■ Document passage
⟨

MVP: Will Chambers (Melbourne Storm; Centre, Wing)

Return to Storm
Return to Storm

Whether you call them perpetual up-and-comers or just plain underrated, there are some NRL players who never quite make it into the centre of the spotlight, despite being as talented and prolific as the most prestigious footy celebrities out there. Will Chambers is one of those players. From the fact that he wasn’t awarded Man of the Match in Origin 1 this year to the way that he still seems to be classified a tier below Smith, Slater and Cronk, there’s something about Chambers that seems to elude the kind of star image that so many other players fall into, even or especially when they’re not aiming for it. It’s all the more unusual in that Chambers was arguably the key player in the Maroons lineup this year. After the shock loss to the Blues in 2014, Queensland needed a new ingredient, a fresh voice to reassert their legacy and longevity. Conventional wisdom would have it that the return of Cronk was what assured the Maroons Game III of last year’s season, as well as a return to form this year. But Game III 2014 was also when Chambers took over the helm at centre, pairing up with Darius Boyd for the duo that’s arguably defined this year’s Maroons vision, outdoing the various halves combos of Thurston, Cronk, DCE and Gagai in the sleek synergy that they’ve brought to a renewed QLD outfit.

⟩

■ Provided data
⟨

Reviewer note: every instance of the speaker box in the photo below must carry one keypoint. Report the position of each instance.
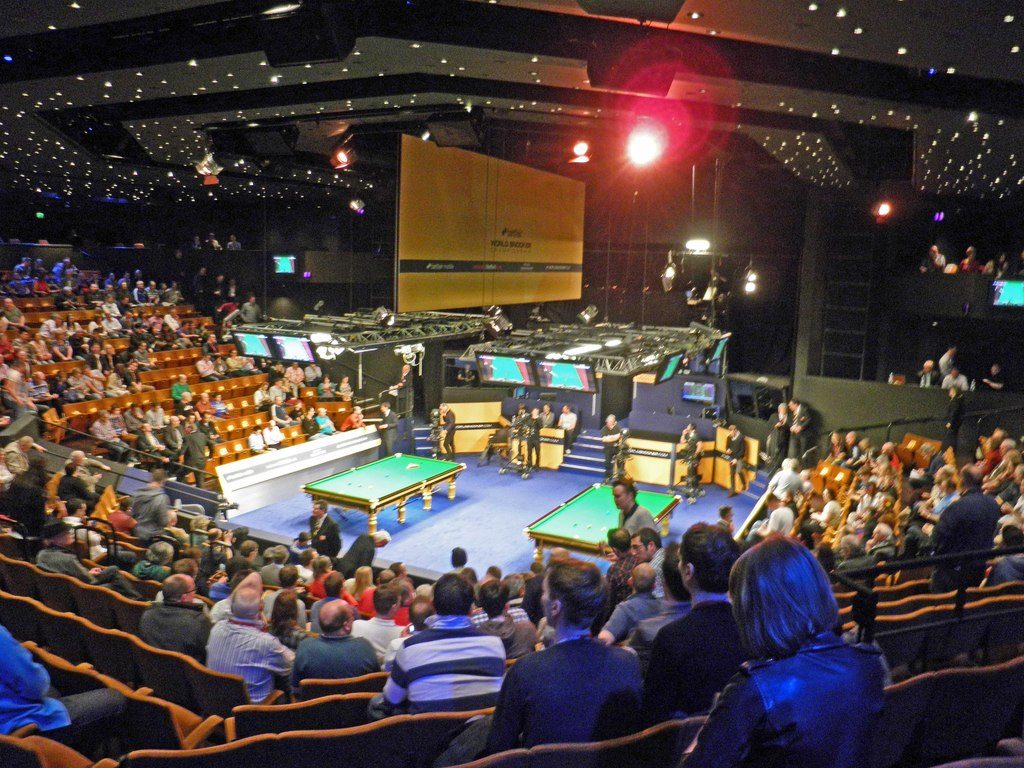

⟩

■ Challenge
List every player the Will Chambers profile names among "the various halves combos" that Chambers and Boyd are said to outdo.

■ Reply
Thurston, Cronk, DCE, Gagai